§ Short exercise
Please write out every item below without changing a single word.

§ Material provided

◇ ◇ ◇ ◇ ◇

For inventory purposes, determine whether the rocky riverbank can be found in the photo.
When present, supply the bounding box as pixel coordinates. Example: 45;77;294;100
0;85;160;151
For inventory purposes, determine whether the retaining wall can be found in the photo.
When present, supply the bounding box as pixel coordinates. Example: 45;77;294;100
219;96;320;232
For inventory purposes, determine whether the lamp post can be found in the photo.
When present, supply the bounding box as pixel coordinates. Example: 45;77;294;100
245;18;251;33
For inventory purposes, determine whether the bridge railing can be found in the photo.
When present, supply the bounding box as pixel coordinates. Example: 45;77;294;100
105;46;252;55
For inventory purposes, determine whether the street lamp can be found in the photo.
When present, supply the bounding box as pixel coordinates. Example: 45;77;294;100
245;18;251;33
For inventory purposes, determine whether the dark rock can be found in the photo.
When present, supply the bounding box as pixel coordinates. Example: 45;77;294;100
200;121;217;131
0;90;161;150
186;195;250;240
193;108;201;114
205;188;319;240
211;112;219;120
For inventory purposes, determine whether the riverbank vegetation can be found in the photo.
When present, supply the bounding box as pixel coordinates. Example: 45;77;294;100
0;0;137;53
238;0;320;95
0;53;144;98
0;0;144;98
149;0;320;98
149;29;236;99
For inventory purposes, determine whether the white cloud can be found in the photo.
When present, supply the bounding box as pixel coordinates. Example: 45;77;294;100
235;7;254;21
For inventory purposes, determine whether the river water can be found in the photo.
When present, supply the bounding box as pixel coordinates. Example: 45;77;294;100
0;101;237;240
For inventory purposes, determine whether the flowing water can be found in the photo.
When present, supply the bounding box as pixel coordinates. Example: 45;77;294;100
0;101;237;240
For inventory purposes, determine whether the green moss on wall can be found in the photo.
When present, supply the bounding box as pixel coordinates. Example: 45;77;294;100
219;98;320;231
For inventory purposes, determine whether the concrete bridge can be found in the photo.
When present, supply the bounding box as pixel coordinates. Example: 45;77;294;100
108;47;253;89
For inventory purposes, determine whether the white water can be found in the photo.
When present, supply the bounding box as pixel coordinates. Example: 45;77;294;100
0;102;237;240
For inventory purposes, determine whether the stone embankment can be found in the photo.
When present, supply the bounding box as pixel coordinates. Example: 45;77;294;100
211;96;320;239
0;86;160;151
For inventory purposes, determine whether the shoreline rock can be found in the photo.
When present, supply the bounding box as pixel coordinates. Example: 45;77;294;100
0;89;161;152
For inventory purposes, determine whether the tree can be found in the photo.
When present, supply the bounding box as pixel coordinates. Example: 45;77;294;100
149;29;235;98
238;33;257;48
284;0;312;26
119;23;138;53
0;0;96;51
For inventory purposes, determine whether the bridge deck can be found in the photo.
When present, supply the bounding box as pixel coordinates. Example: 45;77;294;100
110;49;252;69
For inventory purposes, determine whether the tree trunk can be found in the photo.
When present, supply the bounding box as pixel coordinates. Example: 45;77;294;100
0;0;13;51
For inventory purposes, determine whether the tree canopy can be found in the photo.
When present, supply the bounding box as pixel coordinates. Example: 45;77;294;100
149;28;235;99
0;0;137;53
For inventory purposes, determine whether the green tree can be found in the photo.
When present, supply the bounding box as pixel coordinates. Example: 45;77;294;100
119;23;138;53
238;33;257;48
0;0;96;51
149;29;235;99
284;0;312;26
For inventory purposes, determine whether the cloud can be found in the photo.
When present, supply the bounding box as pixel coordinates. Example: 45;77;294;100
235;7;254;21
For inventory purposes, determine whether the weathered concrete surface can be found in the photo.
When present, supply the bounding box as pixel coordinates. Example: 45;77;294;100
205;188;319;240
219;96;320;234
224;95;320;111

◇ ◇ ◇ ◇ ◇

§ Answer
For inventory purposes, determine whether the rocky riverbank can be found in the photo.
When present, supply the bounding box as pixel coordinates. Example: 45;77;294;100
0;85;160;151
For inventory purposes, determine whether the retaining wall can be found in the photo.
When present, supply the bounding box as pixel coordinates. Example: 45;77;294;100
219;96;320;232
For inventory purposes, determine whether the lamp post can be found in the photo.
When present, supply the bounding box as pixel coordinates. Example: 45;77;294;100
245;18;251;33
For inventory purposes, determine whether the bridge railing can be found in the photo.
When present, supply the bounding box as pixel coordinates. Example: 45;77;294;100
105;46;252;55
For inventory purposes, determine whether the street lamp can be found in the photo.
When present, supply the bounding box as pixel coordinates. Example: 45;77;294;100
245;18;251;33
For inventory purposes, determine whether the dark rock can be found in the photo.
When present, supply the bounding box as pixel coordinates. Example: 45;77;294;100
200;121;217;131
0;90;161;150
186;195;250;240
193;108;201;114
205;188;319;240
211;112;219;120
For inventory purposes, determine whether the riverbank vegetation can be found in the photo.
When present, supply the bounding box as pixel coordinates. Example: 45;77;294;100
0;0;137;53
238;0;320;95
0;53;144;98
0;0;144;98
149;0;320;98
149;29;236;99
For inventory purposes, determine whether the white cloud can be found in the photo.
When present, supply the bounding box as pixel coordinates. Example: 45;77;294;100
235;7;254;21
For inventory purposes, determine whether the river water can be found in the photo.
When present, supply the bounding box as pixel coordinates. Example: 45;77;294;100
0;101;237;240
For inventory purposes, determine whether the flowing water can be found in the photo.
When present, supply the bounding box as pixel coordinates. Example: 45;77;294;100
0;101;237;240
For inventory purposes, determine whether the green moss on wall can be found in the photo.
When present, supply the bounding box as pixel coordinates. Example: 45;77;294;100
219;98;320;231
For inventory purposes, determine whether the concrete bridge can be found in the photo.
When present, supply the bounding box as pixel coordinates. Example: 45;77;294;100
108;47;253;89
For inventory purposes, determine whether the white water can be found in the photo.
When present, supply the bounding box as pixel coordinates. Example: 45;77;294;100
0;102;237;240
For inventory purposes, determine whether the stone embankment can be found in the photo.
When present, supply the bounding box as pixel coordinates. Example: 45;77;294;100
211;96;320;239
0;86;160;151
For inventory purposes, determine whether the shoreline rock can be found in the photo.
When present, supply the bounding box as pixel coordinates. Example: 45;77;294;100
0;89;161;152
For inventory purposes, determine whether the tree can be found in the photo.
When present, supply the bounding box as pixel coordinates. Example: 45;77;294;100
149;29;235;98
238;33;257;48
284;0;312;26
119;23;138;53
0;0;96;51
For inventory purposes, determine whether the bridge deck can be found in the photo.
When present, supply the bounding box as pixel coordinates. Example: 45;77;294;100
110;49;252;69
For inventory purposes, determine whether the tree trunk can be found in the photo.
When present, supply the bounding box as pixel coordinates. Example: 45;77;294;100
0;0;13;51
For inventory purposes, determine whether the tree canopy can be found in the photo.
When present, supply the bounding box as pixel coordinates. Example: 45;77;294;100
149;28;235;99
0;0;137;53
For inventory purposes, determine whether the green tree can be found in the photo.
When present, supply the bounding box as pixel coordinates. Example: 45;77;294;100
119;23;138;53
238;33;257;48
0;0;96;51
149;29;235;99
284;0;312;26
For inventory purposes, determine whether the cloud can be found in the photo.
When present, supply the bounding box as pixel coordinates. Example: 45;77;294;100
235;7;254;21
For inventory purposes, determine whether the weathered concrete surface can be found in the photo.
When present, supply the bounding box as pixel coordinates. Example: 45;77;294;100
205;188;319;240
219;96;320;234
224;95;320;111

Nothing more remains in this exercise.